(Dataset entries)
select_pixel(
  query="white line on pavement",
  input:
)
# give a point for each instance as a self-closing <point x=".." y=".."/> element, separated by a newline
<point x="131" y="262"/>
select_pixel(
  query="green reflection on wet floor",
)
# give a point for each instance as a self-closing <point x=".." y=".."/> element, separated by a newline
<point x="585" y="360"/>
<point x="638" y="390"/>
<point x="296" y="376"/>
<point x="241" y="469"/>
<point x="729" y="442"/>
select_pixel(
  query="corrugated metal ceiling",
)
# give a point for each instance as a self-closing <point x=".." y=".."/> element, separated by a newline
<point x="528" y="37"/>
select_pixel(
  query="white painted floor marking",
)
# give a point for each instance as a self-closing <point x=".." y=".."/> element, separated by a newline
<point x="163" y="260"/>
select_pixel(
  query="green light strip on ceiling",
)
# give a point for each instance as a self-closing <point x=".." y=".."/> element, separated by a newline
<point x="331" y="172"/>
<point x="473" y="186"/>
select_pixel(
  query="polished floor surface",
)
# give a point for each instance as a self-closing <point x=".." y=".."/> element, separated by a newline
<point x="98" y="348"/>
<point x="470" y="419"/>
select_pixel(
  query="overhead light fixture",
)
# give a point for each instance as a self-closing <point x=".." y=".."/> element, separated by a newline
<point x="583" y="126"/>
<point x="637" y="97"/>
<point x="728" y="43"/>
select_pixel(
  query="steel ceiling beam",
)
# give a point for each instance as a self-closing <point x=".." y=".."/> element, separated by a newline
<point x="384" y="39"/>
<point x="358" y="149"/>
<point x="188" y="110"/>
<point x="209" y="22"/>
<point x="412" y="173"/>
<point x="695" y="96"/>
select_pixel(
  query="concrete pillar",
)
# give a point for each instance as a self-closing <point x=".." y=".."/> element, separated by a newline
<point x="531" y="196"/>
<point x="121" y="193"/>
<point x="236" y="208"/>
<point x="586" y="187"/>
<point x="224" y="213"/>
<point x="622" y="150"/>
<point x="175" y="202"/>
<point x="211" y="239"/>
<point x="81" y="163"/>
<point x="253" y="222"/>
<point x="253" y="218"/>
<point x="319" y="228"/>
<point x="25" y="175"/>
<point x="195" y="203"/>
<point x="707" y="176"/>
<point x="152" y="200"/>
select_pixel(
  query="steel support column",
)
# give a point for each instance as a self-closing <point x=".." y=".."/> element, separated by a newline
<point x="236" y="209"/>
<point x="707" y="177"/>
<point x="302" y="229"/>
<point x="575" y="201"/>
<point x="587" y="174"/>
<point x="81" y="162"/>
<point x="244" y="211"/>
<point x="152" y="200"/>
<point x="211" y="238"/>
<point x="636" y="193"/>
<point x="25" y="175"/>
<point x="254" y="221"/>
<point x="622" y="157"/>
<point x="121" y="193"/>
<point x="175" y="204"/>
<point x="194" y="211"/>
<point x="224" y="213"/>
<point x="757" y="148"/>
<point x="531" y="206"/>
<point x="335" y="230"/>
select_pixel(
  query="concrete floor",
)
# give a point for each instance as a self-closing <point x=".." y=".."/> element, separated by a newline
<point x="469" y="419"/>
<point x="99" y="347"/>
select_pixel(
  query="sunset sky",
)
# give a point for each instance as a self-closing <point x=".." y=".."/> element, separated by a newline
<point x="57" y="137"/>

==

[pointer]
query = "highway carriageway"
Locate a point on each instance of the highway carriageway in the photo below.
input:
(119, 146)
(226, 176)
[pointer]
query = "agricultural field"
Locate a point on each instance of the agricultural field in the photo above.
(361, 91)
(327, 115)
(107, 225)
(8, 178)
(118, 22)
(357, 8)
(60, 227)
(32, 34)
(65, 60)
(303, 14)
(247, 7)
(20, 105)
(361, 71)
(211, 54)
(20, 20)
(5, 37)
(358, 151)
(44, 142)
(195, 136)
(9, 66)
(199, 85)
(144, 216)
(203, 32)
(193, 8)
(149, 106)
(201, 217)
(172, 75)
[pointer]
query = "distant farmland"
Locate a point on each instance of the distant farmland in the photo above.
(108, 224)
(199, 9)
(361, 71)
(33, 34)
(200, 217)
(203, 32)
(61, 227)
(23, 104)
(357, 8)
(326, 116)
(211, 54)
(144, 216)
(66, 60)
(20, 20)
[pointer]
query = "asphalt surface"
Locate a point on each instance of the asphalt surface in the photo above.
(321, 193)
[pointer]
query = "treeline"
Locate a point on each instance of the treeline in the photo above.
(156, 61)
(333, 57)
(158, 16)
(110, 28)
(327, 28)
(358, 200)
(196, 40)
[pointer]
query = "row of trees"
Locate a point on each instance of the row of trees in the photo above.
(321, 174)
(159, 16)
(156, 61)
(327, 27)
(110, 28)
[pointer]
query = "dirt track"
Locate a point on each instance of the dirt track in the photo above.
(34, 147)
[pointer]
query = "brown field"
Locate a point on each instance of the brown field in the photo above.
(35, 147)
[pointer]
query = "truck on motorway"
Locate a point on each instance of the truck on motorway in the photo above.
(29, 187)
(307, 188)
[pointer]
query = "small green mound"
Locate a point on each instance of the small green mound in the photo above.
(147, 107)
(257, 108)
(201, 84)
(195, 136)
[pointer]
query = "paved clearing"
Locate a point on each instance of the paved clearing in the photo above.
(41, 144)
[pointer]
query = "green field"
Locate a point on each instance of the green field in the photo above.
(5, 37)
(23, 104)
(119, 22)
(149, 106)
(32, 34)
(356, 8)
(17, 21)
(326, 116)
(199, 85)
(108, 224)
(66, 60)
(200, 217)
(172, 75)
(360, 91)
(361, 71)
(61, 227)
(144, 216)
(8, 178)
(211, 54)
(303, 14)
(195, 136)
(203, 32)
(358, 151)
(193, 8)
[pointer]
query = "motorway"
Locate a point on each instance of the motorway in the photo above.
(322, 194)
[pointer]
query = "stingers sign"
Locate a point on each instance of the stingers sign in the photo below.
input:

==

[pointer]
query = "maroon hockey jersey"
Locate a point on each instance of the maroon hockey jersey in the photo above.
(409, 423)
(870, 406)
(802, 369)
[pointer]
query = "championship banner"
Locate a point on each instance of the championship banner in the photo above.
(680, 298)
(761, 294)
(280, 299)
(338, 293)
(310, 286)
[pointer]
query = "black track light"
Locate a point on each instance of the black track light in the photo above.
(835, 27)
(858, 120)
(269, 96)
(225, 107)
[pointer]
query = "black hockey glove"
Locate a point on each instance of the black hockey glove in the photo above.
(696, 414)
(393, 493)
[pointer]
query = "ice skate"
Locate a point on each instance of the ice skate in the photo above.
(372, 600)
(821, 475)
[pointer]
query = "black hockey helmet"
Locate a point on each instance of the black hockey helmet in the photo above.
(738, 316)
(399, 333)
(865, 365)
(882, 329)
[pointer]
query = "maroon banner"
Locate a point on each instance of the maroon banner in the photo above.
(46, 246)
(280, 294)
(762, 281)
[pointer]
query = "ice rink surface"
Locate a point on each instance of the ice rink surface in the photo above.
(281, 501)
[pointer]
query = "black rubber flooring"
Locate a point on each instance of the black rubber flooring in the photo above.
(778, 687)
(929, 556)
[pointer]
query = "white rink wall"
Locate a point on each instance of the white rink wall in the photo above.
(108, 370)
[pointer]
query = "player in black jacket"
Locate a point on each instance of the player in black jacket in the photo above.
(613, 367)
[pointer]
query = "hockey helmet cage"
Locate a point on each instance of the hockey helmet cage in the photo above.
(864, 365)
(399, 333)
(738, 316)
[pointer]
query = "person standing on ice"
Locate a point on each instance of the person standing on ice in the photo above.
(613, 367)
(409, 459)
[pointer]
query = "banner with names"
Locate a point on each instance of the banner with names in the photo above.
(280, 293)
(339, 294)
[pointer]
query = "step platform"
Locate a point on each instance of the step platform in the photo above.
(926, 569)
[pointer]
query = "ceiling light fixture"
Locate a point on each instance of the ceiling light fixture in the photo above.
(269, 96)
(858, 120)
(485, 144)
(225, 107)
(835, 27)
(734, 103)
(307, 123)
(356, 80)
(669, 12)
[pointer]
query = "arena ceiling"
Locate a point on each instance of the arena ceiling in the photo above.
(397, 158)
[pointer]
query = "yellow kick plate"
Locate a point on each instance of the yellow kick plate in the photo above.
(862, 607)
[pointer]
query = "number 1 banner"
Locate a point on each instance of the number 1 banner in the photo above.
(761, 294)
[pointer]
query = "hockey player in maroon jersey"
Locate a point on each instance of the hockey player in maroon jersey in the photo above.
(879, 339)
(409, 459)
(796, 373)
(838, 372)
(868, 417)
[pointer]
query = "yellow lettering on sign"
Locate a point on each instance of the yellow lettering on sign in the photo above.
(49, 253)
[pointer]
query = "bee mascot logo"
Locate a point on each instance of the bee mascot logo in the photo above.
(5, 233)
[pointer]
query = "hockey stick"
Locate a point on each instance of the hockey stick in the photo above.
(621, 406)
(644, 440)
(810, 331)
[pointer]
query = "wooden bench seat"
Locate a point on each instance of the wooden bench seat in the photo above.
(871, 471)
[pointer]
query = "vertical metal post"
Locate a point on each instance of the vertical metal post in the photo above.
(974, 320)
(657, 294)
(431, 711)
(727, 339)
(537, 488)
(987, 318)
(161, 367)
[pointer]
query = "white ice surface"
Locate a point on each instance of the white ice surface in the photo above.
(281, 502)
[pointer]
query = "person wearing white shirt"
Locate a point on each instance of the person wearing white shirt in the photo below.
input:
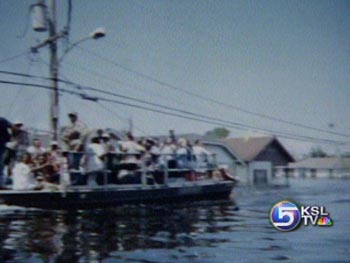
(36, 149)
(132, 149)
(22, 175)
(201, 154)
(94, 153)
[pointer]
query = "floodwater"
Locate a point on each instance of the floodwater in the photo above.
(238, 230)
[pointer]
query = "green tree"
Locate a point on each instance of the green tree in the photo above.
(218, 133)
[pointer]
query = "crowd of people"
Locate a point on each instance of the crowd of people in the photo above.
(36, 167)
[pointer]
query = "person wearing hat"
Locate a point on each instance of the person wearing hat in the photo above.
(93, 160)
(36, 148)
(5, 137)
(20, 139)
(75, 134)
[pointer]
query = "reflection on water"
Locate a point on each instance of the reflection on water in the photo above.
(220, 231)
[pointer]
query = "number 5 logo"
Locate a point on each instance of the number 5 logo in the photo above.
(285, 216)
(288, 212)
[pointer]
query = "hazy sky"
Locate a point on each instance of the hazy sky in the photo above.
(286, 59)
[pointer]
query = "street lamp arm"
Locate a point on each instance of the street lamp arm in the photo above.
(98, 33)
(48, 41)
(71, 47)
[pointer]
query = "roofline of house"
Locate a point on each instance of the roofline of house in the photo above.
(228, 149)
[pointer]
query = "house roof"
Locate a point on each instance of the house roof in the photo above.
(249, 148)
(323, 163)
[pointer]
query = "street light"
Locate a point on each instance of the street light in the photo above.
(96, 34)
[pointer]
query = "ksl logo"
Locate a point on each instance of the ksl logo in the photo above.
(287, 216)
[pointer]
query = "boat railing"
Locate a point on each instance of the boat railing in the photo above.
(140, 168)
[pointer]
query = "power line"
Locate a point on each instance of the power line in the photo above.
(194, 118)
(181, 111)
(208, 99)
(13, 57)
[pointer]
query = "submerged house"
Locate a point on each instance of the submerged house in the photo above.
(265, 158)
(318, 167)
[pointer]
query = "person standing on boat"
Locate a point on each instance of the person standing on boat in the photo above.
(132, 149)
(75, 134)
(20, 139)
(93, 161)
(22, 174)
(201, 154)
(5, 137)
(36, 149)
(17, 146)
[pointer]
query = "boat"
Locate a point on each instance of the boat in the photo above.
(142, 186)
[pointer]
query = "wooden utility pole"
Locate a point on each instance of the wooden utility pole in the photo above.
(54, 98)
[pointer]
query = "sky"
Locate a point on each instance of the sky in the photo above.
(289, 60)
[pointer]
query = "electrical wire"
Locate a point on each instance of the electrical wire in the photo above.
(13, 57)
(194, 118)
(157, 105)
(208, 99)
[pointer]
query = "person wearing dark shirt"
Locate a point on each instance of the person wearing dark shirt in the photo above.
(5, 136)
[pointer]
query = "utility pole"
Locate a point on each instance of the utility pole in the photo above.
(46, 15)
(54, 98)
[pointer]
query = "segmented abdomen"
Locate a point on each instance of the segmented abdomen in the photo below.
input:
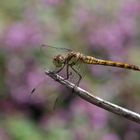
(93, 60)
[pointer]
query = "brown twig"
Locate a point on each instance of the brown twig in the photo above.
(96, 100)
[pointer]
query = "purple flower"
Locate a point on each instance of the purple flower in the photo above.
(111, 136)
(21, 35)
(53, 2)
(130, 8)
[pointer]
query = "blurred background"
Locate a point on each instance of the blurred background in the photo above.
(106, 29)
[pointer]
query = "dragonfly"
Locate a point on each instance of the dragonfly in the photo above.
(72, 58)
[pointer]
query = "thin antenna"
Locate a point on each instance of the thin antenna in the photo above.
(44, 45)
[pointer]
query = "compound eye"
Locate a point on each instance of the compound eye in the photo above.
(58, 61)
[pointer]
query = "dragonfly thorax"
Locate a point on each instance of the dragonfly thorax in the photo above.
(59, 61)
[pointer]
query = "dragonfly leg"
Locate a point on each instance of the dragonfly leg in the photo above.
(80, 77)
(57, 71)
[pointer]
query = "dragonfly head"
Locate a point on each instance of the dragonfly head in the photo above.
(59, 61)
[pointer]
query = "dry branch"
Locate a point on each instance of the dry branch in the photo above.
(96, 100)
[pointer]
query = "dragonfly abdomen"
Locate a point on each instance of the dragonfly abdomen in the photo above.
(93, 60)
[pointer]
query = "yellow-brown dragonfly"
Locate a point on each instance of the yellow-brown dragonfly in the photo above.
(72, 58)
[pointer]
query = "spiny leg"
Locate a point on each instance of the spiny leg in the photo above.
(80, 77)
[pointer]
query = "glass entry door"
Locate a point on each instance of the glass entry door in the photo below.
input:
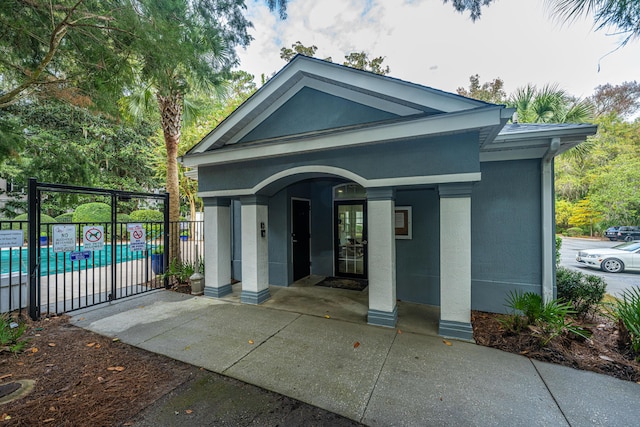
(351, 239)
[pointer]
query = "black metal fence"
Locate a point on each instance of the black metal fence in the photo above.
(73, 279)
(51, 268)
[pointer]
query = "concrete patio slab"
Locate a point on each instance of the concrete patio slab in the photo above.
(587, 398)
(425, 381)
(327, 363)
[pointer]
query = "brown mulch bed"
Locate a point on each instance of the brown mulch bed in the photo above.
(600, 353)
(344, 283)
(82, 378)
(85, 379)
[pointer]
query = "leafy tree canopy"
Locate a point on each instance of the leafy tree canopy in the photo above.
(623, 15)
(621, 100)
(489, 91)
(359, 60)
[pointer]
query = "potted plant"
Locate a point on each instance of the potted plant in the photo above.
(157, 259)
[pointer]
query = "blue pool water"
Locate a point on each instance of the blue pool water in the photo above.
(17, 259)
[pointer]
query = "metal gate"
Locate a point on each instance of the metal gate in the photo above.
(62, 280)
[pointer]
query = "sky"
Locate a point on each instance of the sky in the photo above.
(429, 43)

TASK ITEM →
Whenever a line above contains "carriageway", copy that line.

ANSWER SPACE →
query = "highway carriageway"
Locate a point on each instance of the highway carriageway in the photo below.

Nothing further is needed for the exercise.